REQUIRED WORK –
- a) Duplicate the part of the text on using openSUSE Tumbleweed and Arch that runs between "I’ve hopped back" and "that long cumulatively.", inclusive.
- b) Write the next part of the text on using openSUSE Tumbleweed and Arch, picking up after its last sentence.

TEXT SECTION –
╔══

Why I Use openSUSE Tumbleweed (and Arch)
I’ve used Linux for a very long time and I can honestly say I’ve tried just every distribution in existence, including a few that don’t exist anymore. I don’t even remember what my very first Linux distro was, but if I have to guess I think it was Red Hat, probably around 1999. The only distro I’ve ever bought was SuSE, which came in a nice box set with a bunch of helpful manuals. SuSE was the distro that hooked me into Linux. I used that for about two or three years, until someone introduced me to Gentoo.
I’ve hopped back and forth so much, I’m not sure what my longest running distro has been, but it’s probably Ubuntu or Linux Mint. I used Linux Mint for about 5 years, with a few other distros sprinkled in that time, which I tried for a day, week, or whatever. Ubuntu was my fallback for a long time, so I didn’t use it as long consecutively, but probably close to that long cumulatively.

╚══

GIVEN RECORDS –
╔══

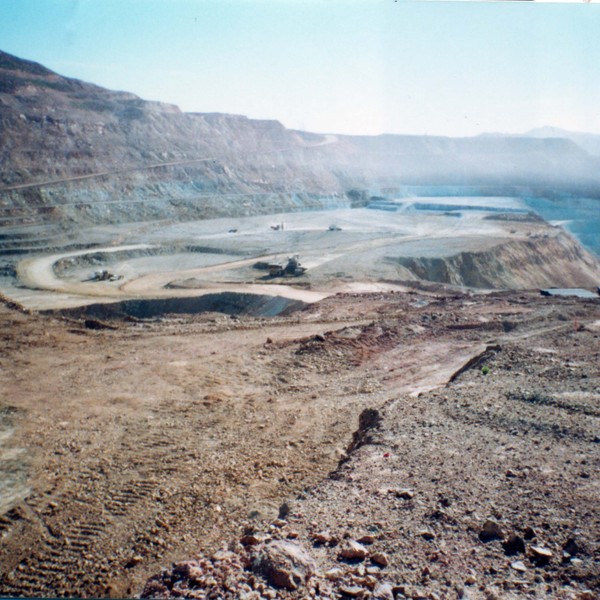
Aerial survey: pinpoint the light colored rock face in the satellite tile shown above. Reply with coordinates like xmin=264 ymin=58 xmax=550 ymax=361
xmin=254 ymin=540 xmax=316 ymax=590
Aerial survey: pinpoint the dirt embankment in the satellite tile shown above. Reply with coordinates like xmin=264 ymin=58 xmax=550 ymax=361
xmin=0 ymin=290 xmax=600 ymax=598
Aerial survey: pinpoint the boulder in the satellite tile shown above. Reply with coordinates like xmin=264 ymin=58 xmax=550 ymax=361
xmin=253 ymin=540 xmax=316 ymax=590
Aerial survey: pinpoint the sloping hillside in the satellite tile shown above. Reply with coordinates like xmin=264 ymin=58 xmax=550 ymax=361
xmin=0 ymin=48 xmax=600 ymax=224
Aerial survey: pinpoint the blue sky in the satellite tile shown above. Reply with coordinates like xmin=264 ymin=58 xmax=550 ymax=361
xmin=0 ymin=0 xmax=600 ymax=135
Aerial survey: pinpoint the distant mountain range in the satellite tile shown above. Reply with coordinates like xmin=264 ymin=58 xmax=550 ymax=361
xmin=0 ymin=52 xmax=600 ymax=226
xmin=480 ymin=126 xmax=600 ymax=156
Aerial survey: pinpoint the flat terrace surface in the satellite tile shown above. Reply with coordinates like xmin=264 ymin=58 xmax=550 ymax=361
xmin=0 ymin=288 xmax=600 ymax=598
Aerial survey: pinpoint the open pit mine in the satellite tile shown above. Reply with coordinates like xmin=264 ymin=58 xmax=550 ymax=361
xmin=0 ymin=52 xmax=600 ymax=600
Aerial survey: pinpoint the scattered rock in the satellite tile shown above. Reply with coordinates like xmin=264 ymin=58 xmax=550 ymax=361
xmin=371 ymin=581 xmax=394 ymax=600
xmin=312 ymin=531 xmax=332 ymax=544
xmin=479 ymin=519 xmax=504 ymax=543
xmin=325 ymin=567 xmax=344 ymax=581
xmin=125 ymin=554 xmax=144 ymax=569
xmin=502 ymin=533 xmax=525 ymax=556
xmin=563 ymin=538 xmax=581 ymax=556
xmin=371 ymin=552 xmax=390 ymax=567
xmin=253 ymin=540 xmax=316 ymax=590
xmin=356 ymin=535 xmax=375 ymax=545
xmin=531 ymin=546 xmax=554 ymax=564
xmin=240 ymin=535 xmax=264 ymax=546
xmin=394 ymin=489 xmax=415 ymax=500
xmin=340 ymin=540 xmax=369 ymax=560
xmin=340 ymin=585 xmax=367 ymax=598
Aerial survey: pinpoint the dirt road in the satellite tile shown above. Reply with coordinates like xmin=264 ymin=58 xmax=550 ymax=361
xmin=0 ymin=292 xmax=600 ymax=597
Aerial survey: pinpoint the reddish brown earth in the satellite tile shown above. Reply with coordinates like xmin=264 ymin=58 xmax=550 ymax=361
xmin=0 ymin=288 xmax=600 ymax=599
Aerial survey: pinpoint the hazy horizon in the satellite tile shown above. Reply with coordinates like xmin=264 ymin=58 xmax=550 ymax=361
xmin=0 ymin=0 xmax=600 ymax=137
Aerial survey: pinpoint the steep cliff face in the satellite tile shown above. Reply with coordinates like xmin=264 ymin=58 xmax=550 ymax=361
xmin=389 ymin=233 xmax=600 ymax=289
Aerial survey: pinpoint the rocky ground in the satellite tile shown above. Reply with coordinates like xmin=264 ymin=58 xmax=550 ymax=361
xmin=0 ymin=286 xmax=600 ymax=599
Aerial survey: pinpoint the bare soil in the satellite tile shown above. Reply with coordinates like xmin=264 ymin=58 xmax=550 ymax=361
xmin=0 ymin=287 xmax=600 ymax=598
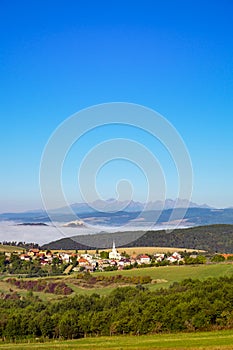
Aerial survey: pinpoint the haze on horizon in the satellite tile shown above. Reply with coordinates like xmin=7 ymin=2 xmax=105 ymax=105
xmin=0 ymin=0 xmax=233 ymax=213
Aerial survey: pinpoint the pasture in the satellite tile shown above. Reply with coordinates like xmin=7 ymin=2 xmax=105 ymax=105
xmin=0 ymin=330 xmax=233 ymax=350
xmin=0 ymin=262 xmax=233 ymax=301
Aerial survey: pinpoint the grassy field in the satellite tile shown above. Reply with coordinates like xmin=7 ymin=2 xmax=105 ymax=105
xmin=0 ymin=263 xmax=233 ymax=301
xmin=93 ymin=263 xmax=233 ymax=290
xmin=0 ymin=330 xmax=233 ymax=350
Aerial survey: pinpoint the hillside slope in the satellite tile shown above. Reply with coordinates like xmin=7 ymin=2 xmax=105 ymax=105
xmin=43 ymin=225 xmax=233 ymax=253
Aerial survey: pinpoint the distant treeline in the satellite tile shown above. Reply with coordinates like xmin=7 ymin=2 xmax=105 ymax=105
xmin=0 ymin=277 xmax=233 ymax=340
xmin=42 ymin=224 xmax=233 ymax=253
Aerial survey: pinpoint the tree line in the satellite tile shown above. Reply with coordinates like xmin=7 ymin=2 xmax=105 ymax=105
xmin=0 ymin=277 xmax=233 ymax=340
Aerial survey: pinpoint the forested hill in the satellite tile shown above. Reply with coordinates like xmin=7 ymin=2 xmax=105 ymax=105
xmin=42 ymin=225 xmax=233 ymax=253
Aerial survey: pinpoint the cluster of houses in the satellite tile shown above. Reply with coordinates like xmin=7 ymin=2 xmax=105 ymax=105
xmin=17 ymin=242 xmax=183 ymax=272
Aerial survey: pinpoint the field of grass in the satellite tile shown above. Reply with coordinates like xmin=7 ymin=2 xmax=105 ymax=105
xmin=0 ymin=330 xmax=233 ymax=350
xmin=0 ymin=263 xmax=233 ymax=300
xmin=93 ymin=263 xmax=233 ymax=290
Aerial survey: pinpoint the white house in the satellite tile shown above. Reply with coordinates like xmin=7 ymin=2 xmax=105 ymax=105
xmin=109 ymin=241 xmax=121 ymax=260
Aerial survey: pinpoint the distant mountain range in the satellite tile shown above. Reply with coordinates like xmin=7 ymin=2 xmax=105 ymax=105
xmin=51 ymin=198 xmax=211 ymax=214
xmin=0 ymin=199 xmax=233 ymax=230
xmin=42 ymin=225 xmax=233 ymax=254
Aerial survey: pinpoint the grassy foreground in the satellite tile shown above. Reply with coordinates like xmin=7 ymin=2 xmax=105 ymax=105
xmin=0 ymin=330 xmax=233 ymax=350
xmin=0 ymin=262 xmax=233 ymax=301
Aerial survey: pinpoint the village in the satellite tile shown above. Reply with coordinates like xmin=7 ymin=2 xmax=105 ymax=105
xmin=15 ymin=242 xmax=184 ymax=273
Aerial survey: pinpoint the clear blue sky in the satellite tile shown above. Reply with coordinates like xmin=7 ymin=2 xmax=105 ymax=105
xmin=0 ymin=0 xmax=233 ymax=212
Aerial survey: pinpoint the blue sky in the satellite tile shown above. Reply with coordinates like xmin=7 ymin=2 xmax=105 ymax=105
xmin=0 ymin=0 xmax=233 ymax=212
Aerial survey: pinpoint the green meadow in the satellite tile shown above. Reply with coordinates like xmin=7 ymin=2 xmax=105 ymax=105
xmin=0 ymin=262 xmax=233 ymax=301
xmin=0 ymin=330 xmax=233 ymax=350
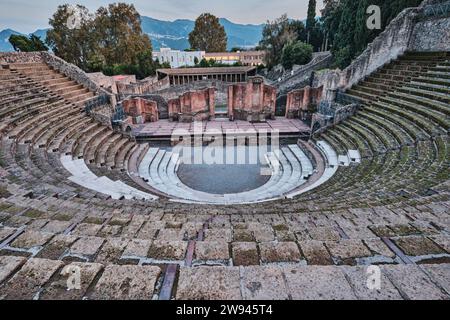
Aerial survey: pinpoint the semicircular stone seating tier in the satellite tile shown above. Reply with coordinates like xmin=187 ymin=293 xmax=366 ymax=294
xmin=134 ymin=141 xmax=348 ymax=205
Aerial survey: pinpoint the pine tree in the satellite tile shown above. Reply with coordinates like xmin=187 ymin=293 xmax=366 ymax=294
xmin=306 ymin=0 xmax=317 ymax=31
xmin=189 ymin=13 xmax=227 ymax=52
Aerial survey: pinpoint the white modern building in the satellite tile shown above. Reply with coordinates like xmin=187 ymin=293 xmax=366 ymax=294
xmin=153 ymin=48 xmax=205 ymax=68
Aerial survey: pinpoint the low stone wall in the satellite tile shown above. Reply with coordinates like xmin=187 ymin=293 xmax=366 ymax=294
xmin=168 ymin=88 xmax=215 ymax=122
xmin=271 ymin=52 xmax=333 ymax=96
xmin=408 ymin=18 xmax=450 ymax=51
xmin=228 ymin=77 xmax=277 ymax=121
xmin=123 ymin=94 xmax=169 ymax=119
xmin=122 ymin=97 xmax=159 ymax=124
xmin=0 ymin=52 xmax=44 ymax=65
xmin=117 ymin=77 xmax=170 ymax=97
xmin=316 ymin=0 xmax=450 ymax=100
xmin=41 ymin=52 xmax=117 ymax=107
xmin=286 ymin=86 xmax=323 ymax=120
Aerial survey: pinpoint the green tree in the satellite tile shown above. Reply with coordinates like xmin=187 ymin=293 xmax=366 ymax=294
xmin=94 ymin=3 xmax=152 ymax=65
xmin=47 ymin=3 xmax=159 ymax=78
xmin=189 ymin=13 xmax=227 ymax=52
xmin=259 ymin=14 xmax=298 ymax=69
xmin=46 ymin=4 xmax=98 ymax=69
xmin=9 ymin=34 xmax=48 ymax=52
xmin=306 ymin=0 xmax=317 ymax=31
xmin=321 ymin=0 xmax=422 ymax=68
xmin=281 ymin=41 xmax=313 ymax=69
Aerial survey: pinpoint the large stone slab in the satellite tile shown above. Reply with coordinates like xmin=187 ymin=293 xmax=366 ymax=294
xmin=394 ymin=236 xmax=445 ymax=256
xmin=36 ymin=234 xmax=77 ymax=260
xmin=148 ymin=240 xmax=187 ymax=260
xmin=69 ymin=237 xmax=105 ymax=260
xmin=283 ymin=266 xmax=356 ymax=300
xmin=381 ymin=265 xmax=450 ymax=300
xmin=95 ymin=238 xmax=129 ymax=265
xmin=91 ymin=265 xmax=161 ymax=300
xmin=422 ymin=263 xmax=450 ymax=298
xmin=259 ymin=242 xmax=301 ymax=263
xmin=341 ymin=266 xmax=403 ymax=300
xmin=241 ymin=266 xmax=289 ymax=300
xmin=326 ymin=239 xmax=372 ymax=263
xmin=0 ymin=256 xmax=26 ymax=284
xmin=232 ymin=242 xmax=259 ymax=266
xmin=195 ymin=241 xmax=230 ymax=261
xmin=11 ymin=231 xmax=53 ymax=250
xmin=176 ymin=267 xmax=242 ymax=300
xmin=0 ymin=258 xmax=62 ymax=300
xmin=308 ymin=227 xmax=341 ymax=241
xmin=299 ymin=240 xmax=333 ymax=266
xmin=39 ymin=262 xmax=103 ymax=300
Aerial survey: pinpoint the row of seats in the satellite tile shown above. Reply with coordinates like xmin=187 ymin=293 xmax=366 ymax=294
xmin=139 ymin=145 xmax=313 ymax=205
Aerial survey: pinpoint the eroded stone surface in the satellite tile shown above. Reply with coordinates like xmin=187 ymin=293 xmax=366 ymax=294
xmin=394 ymin=236 xmax=445 ymax=256
xmin=259 ymin=242 xmax=301 ymax=263
xmin=341 ymin=266 xmax=403 ymax=300
xmin=232 ymin=242 xmax=259 ymax=266
xmin=241 ymin=266 xmax=289 ymax=300
xmin=95 ymin=238 xmax=128 ymax=265
xmin=148 ymin=240 xmax=187 ymax=260
xmin=41 ymin=220 xmax=72 ymax=233
xmin=0 ymin=258 xmax=62 ymax=300
xmin=176 ymin=267 xmax=242 ymax=300
xmin=70 ymin=237 xmax=105 ymax=258
xmin=326 ymin=240 xmax=371 ymax=261
xmin=72 ymin=223 xmax=102 ymax=236
xmin=36 ymin=234 xmax=77 ymax=260
xmin=283 ymin=266 xmax=356 ymax=300
xmin=195 ymin=241 xmax=230 ymax=261
xmin=0 ymin=256 xmax=26 ymax=284
xmin=122 ymin=239 xmax=152 ymax=257
xmin=91 ymin=265 xmax=161 ymax=300
xmin=299 ymin=240 xmax=333 ymax=265
xmin=308 ymin=227 xmax=341 ymax=241
xmin=0 ymin=227 xmax=16 ymax=242
xmin=381 ymin=265 xmax=449 ymax=300
xmin=11 ymin=231 xmax=53 ymax=249
xmin=39 ymin=262 xmax=103 ymax=300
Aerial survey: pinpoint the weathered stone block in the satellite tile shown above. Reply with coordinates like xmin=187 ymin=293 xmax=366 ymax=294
xmin=176 ymin=267 xmax=242 ymax=300
xmin=259 ymin=242 xmax=301 ymax=263
xmin=195 ymin=241 xmax=230 ymax=261
xmin=148 ymin=240 xmax=187 ymax=260
xmin=91 ymin=265 xmax=161 ymax=300
xmin=241 ymin=266 xmax=289 ymax=300
xmin=232 ymin=242 xmax=259 ymax=266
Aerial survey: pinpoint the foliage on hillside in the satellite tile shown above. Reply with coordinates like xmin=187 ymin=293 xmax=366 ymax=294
xmin=9 ymin=34 xmax=48 ymax=52
xmin=189 ymin=13 xmax=227 ymax=52
xmin=46 ymin=3 xmax=159 ymax=78
xmin=321 ymin=0 xmax=422 ymax=68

╚══

SOLVED TASKS –
- a)
I’ve hopped back and forth so much, I’m not sure what my longest running distro has been, but it’s probably Ubuntu or Linux Mint. I used Linux Mint for about 5 years, with a few other distros sprinkled in that time, which I tried for a day, week, or whatever. Ubuntu was my fallback for a long time, so I didn’t use it as long consecutively, but probably close to that long cumulatively.

- b)
For a long time, the closest I’d come to a rolling release distro was Fedora. It quickly became my favorite distro, but I began to dislike Gnome 3. I moved to CentOS, then Debian and stayed in the Debian family of distros for a while. That eventually led to me using Linux Mint, which I love, it’s solid, doesn’t break often, and Cinnamon became my favorite desktop for a long time. In 2020, I was getting an itch to try something new. I’d been using Linux Mint for so long, but it is based on Ubuntu and Ubuntu’s parent, Canonical, wants to be the consumer Linux.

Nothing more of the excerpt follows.